== Extract provided
# Favorite grilled vegetable to go with your summer catch?



## SouthAlabamaSlayer (Oct 13, 2011)

Summer is just around the corner, and after I grill my day's catch I like to grill some veggies. My ABSOLUTE favorite is grilled okra. Put your okra whole into a bowl and lightly coat with olive oil. Add you some Kosher or sea salt in there, as long as it's the coarse salt it'll do fine. Cook on low heat on the grill until soft and brown on the bottom, then flip and do the same. Grab it by the stem and bite all the way up to your fingers and eat everything but stem. It will melt in your mouth. I love me some fried okra, but this is very very tough to beat with fresh grilled fish.

Post up your favorites!


----------



## Worn Out (May 10, 2008)

*You can bet,,,*

,,,that I am going to try that !
 Thanks....


----------



## lastcast (Oct 12, 2007)

We like zuccini, eggplant, squash or asparagus with a little parmesan cheese browned on top.


----------



## reelthrill (Oct 3, 2007)

SouthAlabamaSlayer said:


> Summer is just around the corner, and after I grill my day's catch I like to grill some veggies. My ABSOLUTE favorite is grilled okra. Put your okra whole into a bowl and lightly coat with olive oil. Add you some Kosher or sea salt in there, as long as it's the coarse salt it'll do fine. Cook on low heat on the grill until soft and brown on the bottom, then flip and do the same. Grab it by the stem and bite all the way up to your fingers and eat everything but stem. It will melt in your mouth. I love me some fried okra, but this is very very tough to beat with fresh grilled fish.
> 
> Post up your favorites!


We do the same thing with our okra but bake it for about 20 minutes and then broil it for a few minutes. It is outstanding!


----------



## tyler0421 (Jan 10, 2008)

lastcast said:


> We like zuccini, eggplant, squash or asparagus with a little parmesan cheese browned on top.


Try putting a little olive oil and dry ranch on them before grilling.


----------



## lastcast (Oct 12, 2007)

tyler0421 said:


> Try putting a little olive oil and dry ranch on them before grilling.


We do, along with a little sea salt.


----------



## Paymaster (Jan 9, 2012)

Zuccini and Asparagus for me.


----------



## Scottie531 (Aug 7, 2011)

Hey boy, let's go catch some fish again so we can do this! Mouth's watering at all these posts...


----------



## SouthAlabamaSlayer (Oct 13, 2011)

Scottie531 said:


> Hey boy, let's go catch some fish again so we can do this! Mouth's watering at all these posts...
====
== Provided material
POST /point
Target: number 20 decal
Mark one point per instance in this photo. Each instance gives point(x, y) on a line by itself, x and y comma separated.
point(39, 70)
====
In the grilled vegetable thread, how long does reelthrill bake the okra before broiling it?

About 20 minutes.